--- START ---

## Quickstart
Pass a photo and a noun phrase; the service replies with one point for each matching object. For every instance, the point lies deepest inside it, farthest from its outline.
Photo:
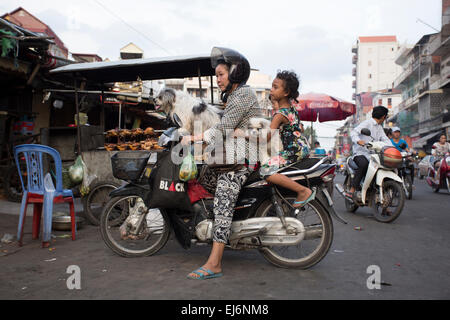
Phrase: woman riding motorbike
(232, 72)
(439, 150)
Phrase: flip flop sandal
(303, 203)
(202, 276)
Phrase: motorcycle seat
(352, 164)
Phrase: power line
(131, 27)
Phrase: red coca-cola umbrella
(313, 106)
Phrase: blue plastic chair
(40, 191)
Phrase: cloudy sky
(311, 37)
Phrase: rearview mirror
(366, 132)
(177, 120)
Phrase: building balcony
(407, 72)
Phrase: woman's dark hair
(379, 112)
(291, 83)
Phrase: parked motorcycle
(406, 172)
(444, 176)
(264, 218)
(382, 188)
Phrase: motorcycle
(406, 172)
(264, 218)
(382, 188)
(444, 176)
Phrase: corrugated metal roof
(145, 69)
(378, 39)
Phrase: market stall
(132, 122)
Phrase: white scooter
(382, 188)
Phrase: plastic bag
(188, 169)
(76, 171)
(87, 180)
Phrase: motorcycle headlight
(163, 140)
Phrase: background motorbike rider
(397, 142)
(361, 153)
(439, 150)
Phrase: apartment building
(374, 60)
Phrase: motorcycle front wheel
(317, 242)
(408, 187)
(121, 235)
(394, 200)
(96, 199)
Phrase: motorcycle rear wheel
(309, 251)
(409, 187)
(146, 243)
(350, 206)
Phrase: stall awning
(422, 141)
(145, 69)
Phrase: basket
(390, 157)
(129, 165)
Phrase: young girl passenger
(285, 118)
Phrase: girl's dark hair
(291, 83)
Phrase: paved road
(412, 253)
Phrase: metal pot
(61, 221)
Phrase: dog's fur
(188, 108)
(259, 127)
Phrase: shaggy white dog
(194, 112)
(190, 110)
(260, 127)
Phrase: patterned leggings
(229, 185)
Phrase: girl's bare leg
(214, 262)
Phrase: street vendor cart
(136, 124)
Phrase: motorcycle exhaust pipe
(341, 190)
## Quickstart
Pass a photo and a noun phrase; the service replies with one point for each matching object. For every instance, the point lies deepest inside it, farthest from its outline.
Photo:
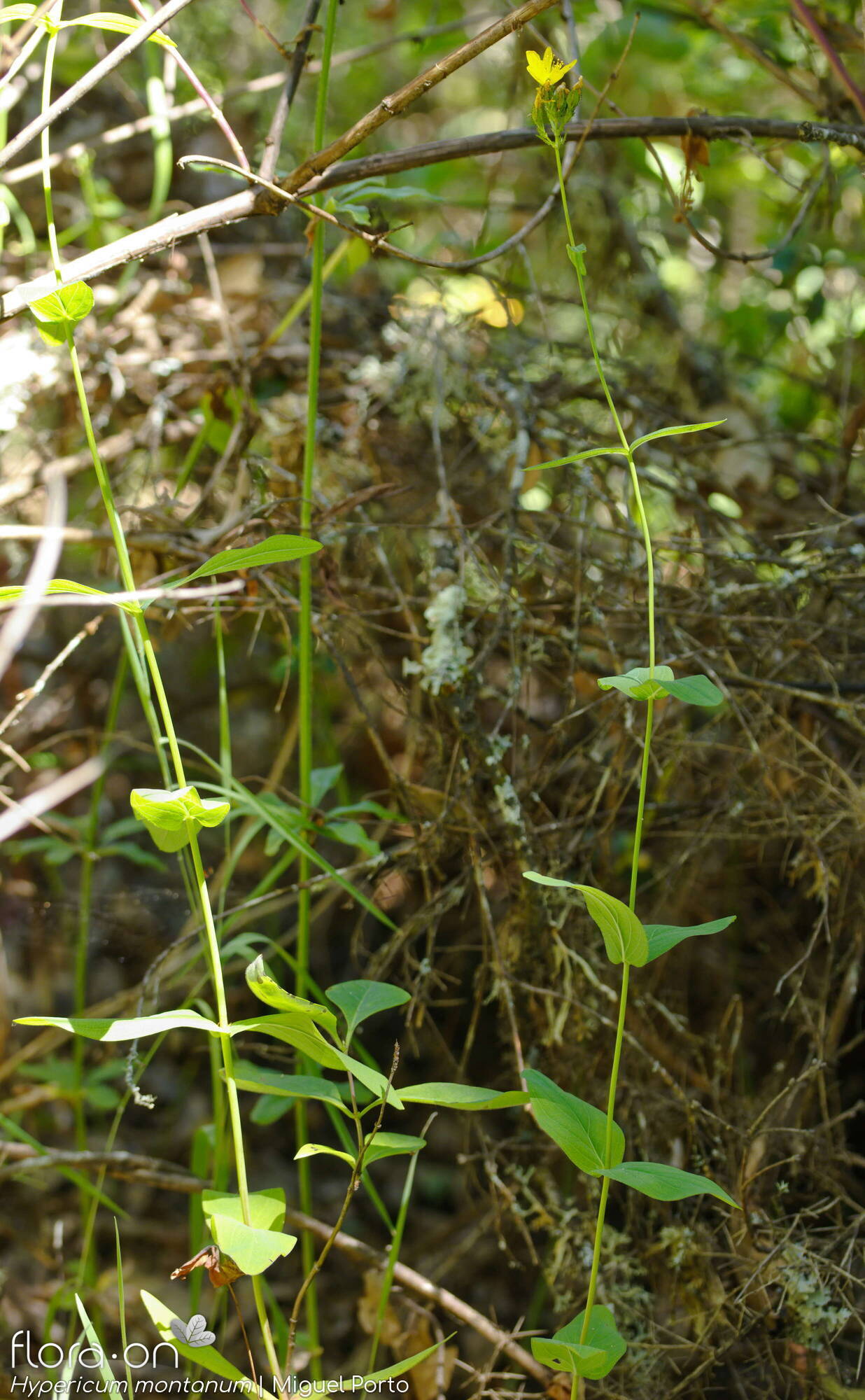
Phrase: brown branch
(171, 230)
(400, 102)
(605, 130)
(96, 75)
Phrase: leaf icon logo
(194, 1334)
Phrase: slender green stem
(306, 677)
(626, 969)
(146, 649)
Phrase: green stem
(146, 649)
(306, 674)
(645, 766)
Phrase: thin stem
(306, 688)
(626, 969)
(145, 648)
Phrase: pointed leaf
(577, 1128)
(206, 1357)
(682, 428)
(261, 981)
(132, 1028)
(297, 1031)
(267, 1209)
(62, 312)
(666, 1184)
(695, 691)
(321, 1150)
(642, 684)
(253, 1251)
(360, 1000)
(638, 684)
(463, 1097)
(171, 814)
(391, 1144)
(117, 24)
(397, 1370)
(373, 1080)
(108, 1377)
(582, 457)
(624, 934)
(258, 1080)
(663, 937)
(68, 586)
(594, 1359)
(279, 550)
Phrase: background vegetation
(464, 607)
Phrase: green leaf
(206, 1357)
(171, 816)
(582, 457)
(640, 684)
(577, 1128)
(254, 1251)
(108, 1377)
(321, 1150)
(360, 1000)
(624, 934)
(463, 1097)
(666, 1184)
(297, 1031)
(267, 1209)
(663, 937)
(68, 586)
(381, 1146)
(393, 1144)
(682, 428)
(373, 1080)
(321, 782)
(134, 1028)
(258, 1080)
(117, 24)
(279, 550)
(696, 691)
(62, 312)
(264, 985)
(594, 1359)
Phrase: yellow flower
(548, 71)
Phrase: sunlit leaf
(278, 550)
(360, 1000)
(132, 1028)
(463, 1097)
(117, 24)
(173, 814)
(577, 1128)
(593, 1359)
(253, 1251)
(261, 981)
(13, 593)
(675, 432)
(663, 937)
(267, 1209)
(624, 934)
(666, 1184)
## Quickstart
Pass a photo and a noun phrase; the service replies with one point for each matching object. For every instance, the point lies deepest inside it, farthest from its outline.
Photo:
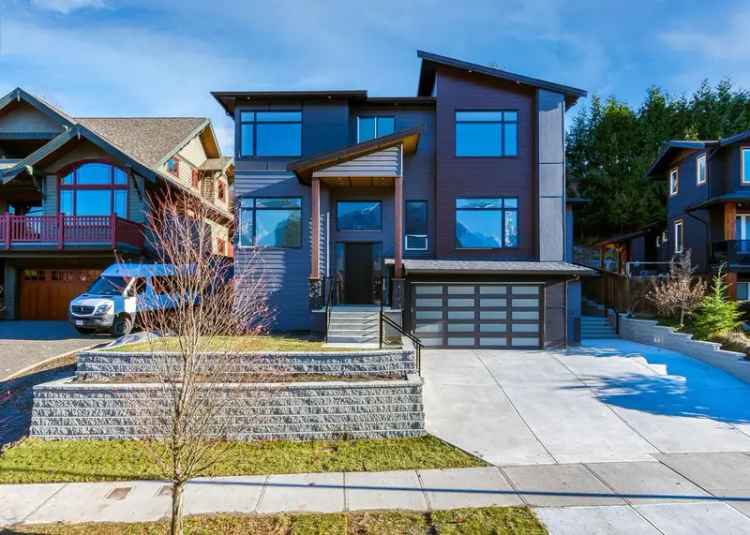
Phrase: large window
(270, 133)
(371, 127)
(679, 236)
(359, 215)
(486, 223)
(271, 222)
(416, 226)
(94, 188)
(486, 133)
(745, 165)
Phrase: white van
(114, 300)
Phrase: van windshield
(109, 286)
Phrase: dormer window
(674, 182)
(173, 166)
(700, 169)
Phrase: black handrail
(329, 303)
(417, 343)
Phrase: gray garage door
(478, 315)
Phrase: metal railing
(414, 340)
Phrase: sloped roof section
(150, 140)
(430, 60)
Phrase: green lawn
(39, 461)
(269, 342)
(488, 520)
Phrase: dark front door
(358, 278)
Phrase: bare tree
(184, 419)
(680, 293)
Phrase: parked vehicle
(112, 303)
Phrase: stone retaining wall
(349, 363)
(314, 410)
(650, 332)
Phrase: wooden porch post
(730, 233)
(398, 226)
(315, 256)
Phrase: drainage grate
(119, 493)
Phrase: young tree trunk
(176, 522)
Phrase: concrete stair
(353, 326)
(596, 327)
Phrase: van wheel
(122, 326)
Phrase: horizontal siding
(385, 163)
(283, 272)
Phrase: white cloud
(68, 6)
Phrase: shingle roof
(493, 266)
(147, 139)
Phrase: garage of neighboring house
(485, 315)
(44, 294)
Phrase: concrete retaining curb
(649, 332)
(310, 410)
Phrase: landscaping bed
(480, 521)
(44, 461)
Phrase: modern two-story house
(447, 207)
(74, 191)
(708, 206)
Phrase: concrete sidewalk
(678, 494)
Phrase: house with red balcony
(73, 195)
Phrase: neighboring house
(73, 192)
(449, 205)
(708, 206)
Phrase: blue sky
(158, 57)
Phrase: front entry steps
(596, 327)
(354, 325)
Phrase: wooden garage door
(44, 294)
(478, 315)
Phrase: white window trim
(744, 152)
(701, 158)
(679, 238)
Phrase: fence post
(60, 231)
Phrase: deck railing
(62, 230)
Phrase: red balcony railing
(61, 230)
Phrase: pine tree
(717, 315)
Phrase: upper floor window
(359, 215)
(674, 181)
(486, 133)
(371, 127)
(486, 223)
(173, 166)
(679, 236)
(700, 169)
(745, 165)
(416, 226)
(94, 189)
(270, 133)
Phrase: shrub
(717, 315)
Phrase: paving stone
(321, 493)
(699, 518)
(237, 494)
(472, 487)
(648, 482)
(560, 485)
(606, 520)
(384, 490)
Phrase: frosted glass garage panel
(424, 290)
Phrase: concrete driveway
(25, 343)
(615, 437)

--- END ---

▸ **GOAL**
Copy out the listing exactly as it stands, but not the pictures.

▸ **ANSWER IN FULL**
## Quickstart
Pass a photo and a noun phrase; the service replies with one point for each matching object. For every instance, the point lies deepest inside it, farthest from its outline.
Photo:
Phrase: woman riding motorbike
(232, 72)
(439, 150)
Phrase: flip flop sandal
(303, 203)
(202, 276)
Phrase: motorcycle seat
(352, 164)
Phrase: power line
(131, 27)
Phrase: red coca-cola umbrella
(313, 106)
Phrase: blue plastic chair
(40, 191)
Phrase: cloudy sky
(311, 37)
Phrase: rearview mirror
(366, 132)
(177, 120)
Phrase: building balcony
(407, 72)
Phrase: woman's dark hair
(379, 112)
(291, 83)
Phrase: parked motorcycle
(406, 172)
(444, 176)
(264, 218)
(382, 188)
Phrase: motorcycle
(406, 172)
(264, 218)
(382, 188)
(444, 176)
Phrase: corrugated metal roof
(145, 69)
(378, 39)
Phrase: market stall
(132, 122)
Phrase: white scooter
(382, 188)
Phrase: plastic bag
(188, 169)
(76, 171)
(87, 180)
Phrase: motorcycle headlight
(163, 140)
Phrase: background motorbike rider
(397, 142)
(361, 153)
(439, 150)
Phrase: apartment building
(374, 60)
Phrase: motorcycle front wheel
(317, 242)
(408, 187)
(121, 235)
(394, 200)
(96, 199)
Phrase: motorcycle rear wheel
(309, 251)
(409, 187)
(146, 243)
(350, 206)
Phrase: stall awning
(422, 141)
(145, 69)
Phrase: basket
(390, 157)
(129, 165)
Phrase: young girl passenger
(285, 118)
Phrase: girl's dark hair
(291, 83)
Phrase: paved road
(412, 253)
Phrase: metal pot
(61, 221)
Phrase: dog's fur
(188, 108)
(259, 127)
Phrase: shaggy white dog
(194, 112)
(190, 110)
(260, 127)
Phrase: patterned leggings
(229, 185)
Phrase: girl's bare leg
(214, 262)
Phrase: street vendor cart
(136, 124)
Phrase: motorcycle exhaust pipe
(341, 190)
## Quickstart
Pass a photo and a noun phrase; the service replies with one point for each matching object. For every instance, the point lies deepest inside it, farthest from its outline.
Photo:
Phrase: brown branch
(171, 230)
(400, 102)
(605, 130)
(96, 75)
Phrase: leaf icon logo
(194, 1334)
Phrase: slender green stem
(306, 677)
(626, 969)
(146, 649)
Phrase: green stem
(146, 649)
(306, 674)
(645, 766)
Phrase: thin stem
(306, 688)
(626, 969)
(145, 648)
Phrase: pointed leaf
(577, 1128)
(206, 1357)
(682, 428)
(261, 981)
(132, 1028)
(297, 1031)
(267, 1209)
(62, 312)
(666, 1184)
(695, 691)
(321, 1150)
(642, 684)
(253, 1251)
(360, 1000)
(638, 684)
(463, 1097)
(171, 814)
(391, 1144)
(117, 24)
(397, 1370)
(373, 1080)
(108, 1377)
(582, 457)
(624, 934)
(258, 1080)
(663, 937)
(68, 586)
(594, 1359)
(279, 550)
Phrase: background vegetation
(464, 607)
Phrase: green leaf
(206, 1357)
(171, 816)
(582, 457)
(640, 684)
(577, 1128)
(254, 1251)
(108, 1377)
(321, 1150)
(360, 1000)
(624, 934)
(463, 1097)
(666, 1184)
(297, 1031)
(267, 1209)
(663, 937)
(68, 586)
(381, 1146)
(393, 1144)
(682, 428)
(373, 1080)
(321, 782)
(134, 1028)
(258, 1080)
(117, 24)
(279, 550)
(696, 691)
(62, 312)
(264, 985)
(594, 1359)
Phrase: yellow flower
(548, 71)
Phrase: sunlit leaf
(278, 550)
(360, 1000)
(132, 1028)
(463, 1097)
(117, 24)
(173, 814)
(577, 1128)
(593, 1359)
(253, 1251)
(261, 981)
(13, 593)
(675, 432)
(663, 937)
(267, 1209)
(624, 934)
(666, 1184)
## Quickstart
Pass a photo and a noun phrase; the service replies with one point for each matching object. For every instance, the point lies deepest inside it, farthest from its outline.
Photo:
Phrase: large window
(270, 133)
(371, 127)
(679, 236)
(359, 215)
(486, 223)
(271, 222)
(416, 226)
(94, 188)
(486, 133)
(745, 165)
Phrase: white van
(114, 300)
Phrase: van windshield
(109, 286)
Phrase: dormer window
(674, 182)
(173, 166)
(700, 169)
Phrase: black handrail
(329, 303)
(417, 343)
Phrase: gray garage door
(478, 315)
Phrase: metal railing
(414, 340)
Phrase: sloped roof section
(150, 140)
(430, 60)
Phrase: green lawn
(39, 461)
(269, 342)
(488, 520)
Phrase: dark front door
(358, 278)
Phrase: bare tree
(184, 419)
(680, 293)
Phrase: parked vehicle
(112, 303)
Phrase: stone retaining wall
(349, 363)
(314, 410)
(650, 332)
Phrase: wooden porch post
(730, 233)
(398, 226)
(315, 256)
Phrase: drainage grate
(119, 493)
Phrase: young tree trunk
(176, 522)
Phrase: concrete stair
(353, 326)
(596, 327)
Phrase: van wheel
(122, 326)
Phrase: horizontal siding
(385, 163)
(283, 272)
Phrase: white cloud
(68, 6)
Phrase: shingle roof
(493, 266)
(147, 139)
Phrase: garage of neighboring house
(485, 315)
(44, 294)
Phrase: concrete retaining curb
(649, 332)
(310, 410)
Phrase: landscaping bed
(480, 521)
(44, 461)
Phrase: modern two-story house
(447, 207)
(74, 191)
(708, 206)
Phrase: concrete sidewalk
(678, 494)
Phrase: house with red balcony
(73, 195)
Phrase: neighboring house
(73, 192)
(449, 205)
(708, 206)
Phrase: blue sky
(158, 57)
Phrase: front entry steps
(596, 327)
(354, 325)
Phrase: wooden garage door
(44, 294)
(478, 315)
Phrase: white window trim
(744, 152)
(701, 158)
(679, 238)
Phrase: fence post
(60, 231)
Phrase: deck railing
(62, 230)
Phrase: red balcony railing
(61, 230)
Phrase: pine tree
(717, 315)
Phrase: upper floor window
(359, 215)
(674, 181)
(486, 133)
(371, 127)
(486, 223)
(173, 166)
(679, 236)
(700, 169)
(745, 165)
(416, 226)
(94, 189)
(270, 133)
Phrase: shrub
(717, 315)
Phrase: paving stone
(321, 493)
(699, 518)
(237, 494)
(472, 487)
(648, 482)
(560, 485)
(606, 520)
(384, 490)
Phrase: frosted glass garage panel
(424, 290)
Phrase: concrete driveway
(25, 343)
(615, 437)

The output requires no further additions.